▶ _Bloco de texto_
Em Barcelona, Sokolov tornou o impossível realidade

Nem se falava em quarentena,
era o dia 18 de fevereiro de 2020,
em Barcelona, no belíssimo Palau de la Música Catalana.
Grigory Sokolov, piano.
Recital com obras de Mozart e Schumann (e mais 6 bis…).
Traduzido rapidamente daqui, com pequenas alterações
Autor: Rafael Ortega Basagoiti

O público, com razão, sempre espera viver uma nova experiência musical daqueles que coloca em uma altíssima categoria separada. Categoria em que o pianista de São Petersburgo está, sem dúvida, colocado há muito tempo. Ele está naquele lugar onde não há chance para confusão, acessório ou banalidade. Sokolov entra no palco hierático e imperturbável, reverencia um lado e outro do palco, senta e ataca a primeira peça, depois a outra, sem interrupção. No final, várias saídas e bises em meio a uma crescente apoteose. E os bises vem aos montes. Em Barcelona foram seis, nem mais, nem menos.

Nem uma salva de palmas, nem, provavelmente, um terremoto, conseguiria deter o russo naquela caminhada determinada e solene, na reverência mecânica e, após, naquela mutação de indivíduo imperturbável para o artista capaz de elaborar momentos de uma mágica que está ao alcance de muito poucos. Em 18 de fevereiro, Sokolov desenvolveu um programa com trabalhos relativamente pouco frequentes. A primeira parte foi dedicada a Mozart, mas, com a exceção da Sonata K 331 , que é frequente, duas outas belas páginas não especialmente viajadas foram incluídas no Salzburgo, os K. 394 e 511.

Quem assina isso não se lembra da última vez que ouviu o Prelúdio e Fuga K. 394 em um recital, O Prelúdio foi legendado pelos editores como “Fantasia” e não sem razão. Seu caráter é caráter muito livre, às vezes quase improvisado. Na “fantasia do prelúdio” Mozart deixa voar uma imaginação transbordante. Já a fuga, impecavelmente construída por Sokolov, é de uma gravidade bachiana que não associamos a Mozart. Aqui, Sokolov já usava aquele controle mágico da pulsação, aquela e beleza no som que a gente fica se perguntando como é possível.

O Rondó K 511, algo mais frequente em recitais do que o prelúdio comentado, não é das partituras de teclado mais talentosas do gênio de Salzburgo. Obra dos últimos anos da vida de Mozart (1787), que contém grandes doses de tristeza, a peça é salpicada de grande intensidade dramática e culmina com um final que apresenta uma escuridão ameaçadora. O canto requintado de Sokolov, o desenho rasgado daquele drama intermediário e o final misterioso e chocante emolduravam uma interpretação de grande emoção, não importando a tentativa criminosa do telefone celular que tocou na plateia visando o assassinato do Rondó.

Itens de dados

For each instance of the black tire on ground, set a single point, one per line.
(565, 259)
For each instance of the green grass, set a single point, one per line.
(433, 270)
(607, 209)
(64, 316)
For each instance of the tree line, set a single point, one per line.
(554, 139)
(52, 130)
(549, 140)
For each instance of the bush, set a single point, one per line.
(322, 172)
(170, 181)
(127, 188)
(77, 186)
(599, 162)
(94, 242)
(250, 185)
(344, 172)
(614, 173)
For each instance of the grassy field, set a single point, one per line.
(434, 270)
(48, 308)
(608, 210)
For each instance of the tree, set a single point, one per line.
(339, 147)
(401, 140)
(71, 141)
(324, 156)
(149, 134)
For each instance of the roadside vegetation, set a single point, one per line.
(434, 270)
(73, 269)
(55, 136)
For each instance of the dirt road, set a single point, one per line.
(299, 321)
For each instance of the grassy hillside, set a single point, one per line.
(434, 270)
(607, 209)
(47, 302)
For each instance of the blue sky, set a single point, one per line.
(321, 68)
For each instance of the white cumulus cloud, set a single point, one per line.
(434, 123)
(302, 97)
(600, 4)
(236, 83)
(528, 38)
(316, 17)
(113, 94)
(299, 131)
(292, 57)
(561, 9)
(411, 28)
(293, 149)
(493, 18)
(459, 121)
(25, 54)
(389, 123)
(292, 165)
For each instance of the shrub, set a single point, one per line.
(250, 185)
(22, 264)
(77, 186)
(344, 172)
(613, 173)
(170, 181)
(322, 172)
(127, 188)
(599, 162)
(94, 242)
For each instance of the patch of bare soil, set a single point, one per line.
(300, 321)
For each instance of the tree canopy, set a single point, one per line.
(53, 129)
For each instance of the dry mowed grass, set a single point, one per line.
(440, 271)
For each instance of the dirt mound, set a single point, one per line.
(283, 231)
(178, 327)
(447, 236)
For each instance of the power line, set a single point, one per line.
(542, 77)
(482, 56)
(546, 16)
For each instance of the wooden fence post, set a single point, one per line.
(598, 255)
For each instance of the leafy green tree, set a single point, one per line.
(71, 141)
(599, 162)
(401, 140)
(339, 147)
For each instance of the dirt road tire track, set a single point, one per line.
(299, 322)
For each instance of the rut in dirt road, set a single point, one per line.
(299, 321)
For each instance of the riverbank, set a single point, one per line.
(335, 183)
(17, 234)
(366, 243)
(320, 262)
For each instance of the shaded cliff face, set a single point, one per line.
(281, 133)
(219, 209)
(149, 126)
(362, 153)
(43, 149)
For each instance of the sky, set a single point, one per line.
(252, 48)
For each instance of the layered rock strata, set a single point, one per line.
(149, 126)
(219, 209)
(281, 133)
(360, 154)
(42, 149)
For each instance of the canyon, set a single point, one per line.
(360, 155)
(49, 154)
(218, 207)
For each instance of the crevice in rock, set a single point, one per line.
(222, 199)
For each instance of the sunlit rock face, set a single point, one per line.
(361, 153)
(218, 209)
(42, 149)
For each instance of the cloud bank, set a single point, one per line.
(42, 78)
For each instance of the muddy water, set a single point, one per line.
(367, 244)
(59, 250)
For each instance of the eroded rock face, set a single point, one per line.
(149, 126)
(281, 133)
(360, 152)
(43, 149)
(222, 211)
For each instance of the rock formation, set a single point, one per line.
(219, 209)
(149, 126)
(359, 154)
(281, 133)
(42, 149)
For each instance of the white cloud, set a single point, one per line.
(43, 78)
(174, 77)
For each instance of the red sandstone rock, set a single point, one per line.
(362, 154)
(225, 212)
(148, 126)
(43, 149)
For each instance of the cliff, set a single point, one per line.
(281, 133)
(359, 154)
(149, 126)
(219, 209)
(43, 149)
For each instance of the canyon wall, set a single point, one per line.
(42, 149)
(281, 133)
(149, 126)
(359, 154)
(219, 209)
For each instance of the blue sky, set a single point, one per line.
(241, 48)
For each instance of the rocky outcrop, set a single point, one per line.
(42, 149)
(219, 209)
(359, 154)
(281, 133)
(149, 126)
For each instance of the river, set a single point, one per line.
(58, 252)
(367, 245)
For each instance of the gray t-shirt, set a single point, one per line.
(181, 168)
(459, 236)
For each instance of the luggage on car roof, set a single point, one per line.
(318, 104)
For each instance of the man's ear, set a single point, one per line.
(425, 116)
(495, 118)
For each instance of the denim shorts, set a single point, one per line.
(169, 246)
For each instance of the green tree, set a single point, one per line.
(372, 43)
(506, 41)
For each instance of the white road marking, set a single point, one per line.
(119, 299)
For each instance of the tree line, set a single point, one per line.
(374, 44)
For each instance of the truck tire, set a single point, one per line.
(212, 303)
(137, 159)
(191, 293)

▶ _Instrução dada A_
De acordo com a resenha do recital de Sokolov, em que data o recital se realizou em Barcelona?
▶ _Instrução dada B_
Transcreva da resenha do recital de Sokolov o trecho que começa em "Quem assina isso" e segue até "como é possível.".
Os registros constituem material independente do texto.

▶ _Resposta correta A_
Em 18 de fevereiro de 2020.

▶ _Resposta correta B_
Quem assina isso não se lembra da última vez que ouviu o Prelúdio e Fuga K. 394 em um recital, O Prelúdio foi legendado pelos editores como “Fantasia” e não sem razão. Seu caráter é caráter muito livre, às vezes quase improvisado. Na “fantasia do prelúdio” Mozart deixa voar uma imaginação transbordante. Já a fuga, impecavelmente construída por Sokolov, é de uma gravidade bachiana que não associamos a Mozart. Aqui, Sokolov já usava aquele controle mágico da pulsação, aquela e beleza no som que a gente fica se perguntando como é possível.